• EXCERPT:
○ ○ ○ ○

The Kunstkamera was the first museum in Russia. Established by Peter the Great and completed in 1727. Kunstkammer Building hosts the Peter the Great Museum of Anthropology and Ethnography. It is the collection of almost 2,000,000 items. Peter's museum was a cabinet of curiosities dedicated to preserving "natural and human curiosities and rarities". It was a very typical type of collection in the period of Peter the Great's time. The tsar's personal collection, originally stored in the Summer Palace, features a large assortment of human and animal fetuses with anatomical deficiencies.
Peter the Great had seen kunstkammers for the first time in 1697 visiting Frederick Ruysch and Levinus Vincent. The underlying idea of their kunstkammers was to acquire full knowledge of the world.
Peter's main interest was in "naturalia", rather than the so-called "artificialia". Peter encouraged research of deformities, all along trying to debunk the superstitious fear of monsters. He issued an ukase ordering malformed, still-born infants to be sent from all over the country to the imperial collection. He had them put on show in the Kunstkamera as examples of accidents of nature.
In 1716 Peter established the mineral cabinet of Kunstkamera, depositing there a collection of 1195 minerals. The nuclear of the collection he had bought in Europe and then it was enriched with Russian minerals.
Many items were bought in Amsterdam from pharmacologist Albertus Seba (1716) and anatomist Frederik Ruysch (1717) and formed the basis for the Academy of Sciences. The Kunstkamera was specially built to house these two extensive collections. One more acquisition came from Jacob de Wilde, a collector of gems and scientific instruments.

○ ○ ○ ○

• RECORDS:
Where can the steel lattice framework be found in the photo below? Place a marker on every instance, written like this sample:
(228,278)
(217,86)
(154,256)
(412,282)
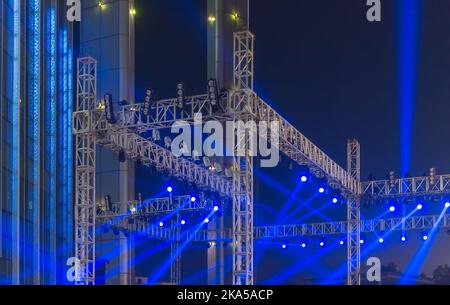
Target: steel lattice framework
(239,105)
(417,186)
(354,216)
(85,146)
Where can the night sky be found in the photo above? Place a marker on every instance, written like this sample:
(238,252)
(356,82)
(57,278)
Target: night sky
(331,73)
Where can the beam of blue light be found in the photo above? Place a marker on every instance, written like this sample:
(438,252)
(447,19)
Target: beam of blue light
(34,98)
(340,272)
(14,157)
(408,47)
(155,276)
(416,264)
(288,204)
(288,272)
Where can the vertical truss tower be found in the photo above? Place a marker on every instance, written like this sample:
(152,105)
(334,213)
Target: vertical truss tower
(85,171)
(354,216)
(243,112)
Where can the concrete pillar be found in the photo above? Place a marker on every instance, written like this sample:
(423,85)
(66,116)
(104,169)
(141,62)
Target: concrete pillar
(225,17)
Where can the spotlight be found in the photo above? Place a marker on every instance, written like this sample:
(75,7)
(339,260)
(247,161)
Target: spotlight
(148,102)
(322,242)
(206,162)
(156,135)
(168,142)
(424,236)
(212,19)
(108,203)
(213,92)
(180,94)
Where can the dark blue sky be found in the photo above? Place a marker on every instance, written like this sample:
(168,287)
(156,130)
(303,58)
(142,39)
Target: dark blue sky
(334,76)
(332,73)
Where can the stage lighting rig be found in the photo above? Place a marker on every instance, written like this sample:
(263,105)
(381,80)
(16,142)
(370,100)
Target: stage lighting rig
(180,96)
(213,92)
(168,142)
(392,178)
(109,109)
(432,176)
(108,203)
(147,102)
(156,135)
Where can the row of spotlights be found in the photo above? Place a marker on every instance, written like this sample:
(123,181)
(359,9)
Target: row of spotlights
(362,241)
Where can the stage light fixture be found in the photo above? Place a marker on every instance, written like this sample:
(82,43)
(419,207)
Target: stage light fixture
(168,142)
(213,92)
(156,135)
(108,203)
(109,109)
(195,155)
(206,162)
(180,96)
(147,102)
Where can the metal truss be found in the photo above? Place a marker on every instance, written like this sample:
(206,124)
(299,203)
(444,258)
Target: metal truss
(148,153)
(340,228)
(85,146)
(354,216)
(154,207)
(406,187)
(175,247)
(243,264)
(288,232)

○ ○ ○ ○

• WHAT THIS EXERCISE ASKS:
[A] Set down the Kunstkamera text from "Many items were" to "and scientific instruments.".
[B] Answer these questions from the Kunstkamera text:
(i) In what year was the Kunstkamera completed?
(ii) How many minerals did Peter deposit in the mineral cabinet in 1716?
(iii) Which pharmacologist sold items to Peter in Amsterdam in 1716?
[C] Decide whether each statement agrees with the Kunstkamera text. Answer yes or no, and quote the words that decide it.
(i) Peter's main interest was in "artificialia" rather than "naturalia".
(ii) Peter the Great first saw kunstkammers in 1697.
(iii) The collection holds almost 2,000,000 items.
Use only the Kunstkamera text.

• RESPONSES IN ORDER:
[A]
Many items were bought in Amsterdam from pharmacologist Albertus Seba (1716) and anatomist Frederik Ruysch (1717) and formed the basis for the Academy of Sciences. The Kunstkamera was specially built to house these two extensive collections. One more acquisition came from Jacob de Wilde, a collector of gems and scientific instruments.

[B]
(i) 1727
(ii) 1195
(iii) Albertus Seba

[C]
(i) No: "Peter's main interest was in "naturalia", rather than the so-called "artificialia"."
(ii) Yes: "Peter the Great had seen kunstkammers for the first time in 1697"
(iii) Yes: "It is the collection of almost 2,000,000 items."